Reprint the listing. Every line must match the original exactly.
---------- Exercise data ----------
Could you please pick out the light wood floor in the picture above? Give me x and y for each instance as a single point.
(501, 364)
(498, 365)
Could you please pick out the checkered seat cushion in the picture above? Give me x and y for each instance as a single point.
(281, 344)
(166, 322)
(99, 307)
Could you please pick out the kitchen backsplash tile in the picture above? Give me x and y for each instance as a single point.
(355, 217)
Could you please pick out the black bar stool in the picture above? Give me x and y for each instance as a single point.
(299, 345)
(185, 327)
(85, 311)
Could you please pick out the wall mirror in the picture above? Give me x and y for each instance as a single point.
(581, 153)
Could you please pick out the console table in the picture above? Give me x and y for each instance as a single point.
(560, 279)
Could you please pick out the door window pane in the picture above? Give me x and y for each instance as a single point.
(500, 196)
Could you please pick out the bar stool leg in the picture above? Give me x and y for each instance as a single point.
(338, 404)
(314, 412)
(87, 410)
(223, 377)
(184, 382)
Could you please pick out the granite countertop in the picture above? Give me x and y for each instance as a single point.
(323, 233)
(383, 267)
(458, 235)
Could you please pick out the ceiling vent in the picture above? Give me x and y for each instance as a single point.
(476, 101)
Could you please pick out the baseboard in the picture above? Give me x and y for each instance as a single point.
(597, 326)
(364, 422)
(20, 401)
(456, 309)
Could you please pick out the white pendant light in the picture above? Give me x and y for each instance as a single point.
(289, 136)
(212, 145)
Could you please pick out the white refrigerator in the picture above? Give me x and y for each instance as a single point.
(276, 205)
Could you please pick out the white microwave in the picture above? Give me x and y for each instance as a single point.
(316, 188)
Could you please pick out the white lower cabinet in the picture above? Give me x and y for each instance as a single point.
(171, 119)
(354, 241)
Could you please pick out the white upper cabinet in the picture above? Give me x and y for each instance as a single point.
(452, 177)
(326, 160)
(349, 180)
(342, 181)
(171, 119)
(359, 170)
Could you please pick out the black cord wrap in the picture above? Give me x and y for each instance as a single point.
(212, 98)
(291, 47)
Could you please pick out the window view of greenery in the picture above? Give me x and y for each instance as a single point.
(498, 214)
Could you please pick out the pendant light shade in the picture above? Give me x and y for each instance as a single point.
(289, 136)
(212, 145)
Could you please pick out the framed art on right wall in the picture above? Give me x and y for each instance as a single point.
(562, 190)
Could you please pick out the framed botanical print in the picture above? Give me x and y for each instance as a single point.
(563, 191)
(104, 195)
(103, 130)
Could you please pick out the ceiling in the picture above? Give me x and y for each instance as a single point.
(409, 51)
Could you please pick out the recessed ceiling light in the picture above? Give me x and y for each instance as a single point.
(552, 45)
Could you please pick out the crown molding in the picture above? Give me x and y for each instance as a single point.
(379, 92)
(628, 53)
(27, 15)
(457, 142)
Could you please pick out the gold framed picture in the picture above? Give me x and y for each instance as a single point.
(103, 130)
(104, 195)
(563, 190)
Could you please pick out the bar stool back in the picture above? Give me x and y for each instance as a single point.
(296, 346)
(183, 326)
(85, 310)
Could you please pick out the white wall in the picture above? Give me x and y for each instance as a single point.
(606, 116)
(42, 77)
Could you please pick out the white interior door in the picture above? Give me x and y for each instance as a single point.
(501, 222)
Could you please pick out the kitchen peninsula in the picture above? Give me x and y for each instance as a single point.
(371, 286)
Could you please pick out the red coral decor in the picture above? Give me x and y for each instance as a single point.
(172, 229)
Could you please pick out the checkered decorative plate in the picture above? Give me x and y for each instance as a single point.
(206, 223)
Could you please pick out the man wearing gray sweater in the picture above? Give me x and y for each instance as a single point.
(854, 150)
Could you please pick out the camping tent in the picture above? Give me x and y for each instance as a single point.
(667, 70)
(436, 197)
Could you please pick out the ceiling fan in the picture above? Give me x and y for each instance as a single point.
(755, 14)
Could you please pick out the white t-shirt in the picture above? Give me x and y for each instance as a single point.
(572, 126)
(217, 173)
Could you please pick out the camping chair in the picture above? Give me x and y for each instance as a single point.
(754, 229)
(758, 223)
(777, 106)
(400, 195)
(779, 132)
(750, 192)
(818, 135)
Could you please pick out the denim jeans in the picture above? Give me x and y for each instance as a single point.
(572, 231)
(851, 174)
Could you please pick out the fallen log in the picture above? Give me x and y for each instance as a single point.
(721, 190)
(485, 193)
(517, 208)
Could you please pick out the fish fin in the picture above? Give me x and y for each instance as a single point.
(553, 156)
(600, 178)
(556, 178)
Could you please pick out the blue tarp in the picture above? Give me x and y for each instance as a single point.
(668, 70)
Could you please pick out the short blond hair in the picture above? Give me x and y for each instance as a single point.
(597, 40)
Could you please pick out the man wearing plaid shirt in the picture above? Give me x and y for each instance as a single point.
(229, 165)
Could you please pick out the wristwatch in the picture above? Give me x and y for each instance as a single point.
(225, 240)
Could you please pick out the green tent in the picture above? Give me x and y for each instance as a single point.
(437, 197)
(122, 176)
----------
#### [Response]
Could you please pick out the light wood floor in the picture above? Give me x and y for each instance as a single point.
(501, 364)
(498, 365)
Could you please pick out the checkered seat cushion in the picture above? Give me x and y for each instance as a single point.
(281, 344)
(166, 322)
(99, 307)
Could you please pick out the kitchen backsplash tile in the picture above? Give me x and y for each instance as a single point.
(355, 217)
Could you please pick out the black bar stool in the picture above? Give me x and y for each instance as a single point.
(299, 345)
(185, 327)
(85, 311)
Could you please pick out the wall mirror in the picture above? Give me x and y for each instance as a single point.
(581, 153)
Could you please pick out the console table in the picture above? Give me x and y for each instance as a single point.
(560, 279)
Could you please pick out the door window pane in the picture above? Give me x and y for each instance as a single point.
(500, 196)
Could you please pick out the bar stool leg in the picture above? Give me x and y for each instance as a single point.
(338, 404)
(314, 412)
(87, 410)
(223, 377)
(184, 382)
Could you please pick out the granite countertop in the picture above? Give me x and y for each instance as a single point.
(323, 233)
(383, 267)
(458, 235)
Could you please pick out the ceiling vent in the picture above? Give me x and y for each instance as a single point.
(476, 101)
Could you please pick out the baseboard in the picture above? Give me x and y for each instance as a single point.
(597, 326)
(364, 422)
(20, 401)
(456, 309)
Could you please pick out the white pendant light in the picture above? Give me x and y for each instance as a single point.
(289, 136)
(212, 145)
Could you please pick out the white refrigerator in the picture above? Give me x and y for each instance as a single point.
(276, 205)
Could you please pick out the white microwave in the picture above? Give me x and y for each instance as a single point.
(316, 188)
Could you please pick out the white lower cabinet in the picture above? Give me x and y for each instance as a single point.
(171, 119)
(354, 241)
Could you please pick out the white upper cabinet in the picture above? Give me x and y for each instance as a single point.
(452, 177)
(326, 160)
(349, 180)
(342, 181)
(171, 119)
(359, 170)
Could you please pick out the black cord wrap in the picture above? Give me x and y for each instance as a single point.
(212, 98)
(291, 47)
Could you please pick out the window view of greenery in the picture above? Give me x and y for each instance as a single point.
(498, 214)
Could you please pick out the pendant light shade in the picture above? Give me x and y for each instance as a single point.
(289, 136)
(212, 145)
Could you please pick out the framed art on right wall in the picture above? Give me x and y for each instance as a single point.
(562, 190)
Could you please pick out the framed botanical print in the picture above? Give me x and y for each instance as a single point.
(563, 191)
(104, 195)
(103, 130)
Could you please pick out the ceiling in the picture above? Give me x and y for each instance as a single point.
(409, 51)
Could you please pick out the recessed ceiling light in the picture above? Give me x and y for each instance as a single point.
(552, 45)
Could you please pick out the crown molding in the picture above? Give me x and y for each instance as a single point.
(379, 92)
(628, 53)
(27, 15)
(457, 142)
Could you please pick out the gold framed picture in the picture above? Give me x and y for each instance as a single point.
(103, 130)
(104, 195)
(563, 190)
Could you please pick out the bar stool back in the picture above? Give me x and y for each instance as a single point.
(296, 346)
(183, 326)
(85, 310)
Could you please pick out the white wall in the picture above? Give me x and y for each instance as a single point.
(606, 116)
(42, 77)
Could you please pick out the white interior door in the picture above? Give me x and y for each instance as a single point.
(501, 222)
Could you please pick out the kitchen peninsula in the picture above? Give me x and y for each instance as a single point.
(371, 286)
Could you please pick out the red coral decor in the picture above? Give me x and y for each instance as a single point.
(172, 229)
Could you please pick out the checkered decorative plate in the picture above? Give me x and y for each instance as a single point.
(206, 223)
Could you please pick out the man wearing gray sweater in the picture above? Give me x and y for each instance as a single point.
(854, 150)
Could you please pick out the camping tent in the picture above? Give me x and y for each instance as a single point.
(667, 70)
(436, 197)
Could you please pick out the ceiling fan in the picture above? Give me x and y for each instance as a single point.
(755, 14)
Could you please pick out the white t-shirt in the picture above? Give me x and y for each instance as a single point.
(572, 126)
(217, 173)
Could you please pick out the camping chair in the picture above? Give me x and y for each instance as a single point.
(754, 229)
(758, 223)
(777, 106)
(400, 195)
(779, 132)
(750, 192)
(818, 135)
Could you please pick out the denim jeans in the picture above? Give me x and y for each instance as a single point.
(572, 231)
(851, 174)
Could you please pick out the fallen log in the picture above? Give me x and y for each instance as a single point.
(721, 190)
(485, 193)
(517, 208)
Could you please pick out the fish fin in the picture above? Give me x and y for each instance as a single point.
(553, 156)
(600, 178)
(556, 178)
Could you please pick out the blue tarp in the picture above? Give me x and y for each instance as a single point.
(668, 70)
Could you please pick out the short blond hair in the picture above? Give me x and y for each instance as a single point.
(597, 40)
Could you please pick out the man wearing plaid shirt in the picture above? Give me x and y for each instance as a single point.
(229, 165)
Could you please pick out the wristwatch in the picture above? Give me x and y for each instance as a single point.
(225, 240)
Could you please pick out the green tent in the picture above? Give me x and y for each instance as a single point.
(437, 197)
(122, 176)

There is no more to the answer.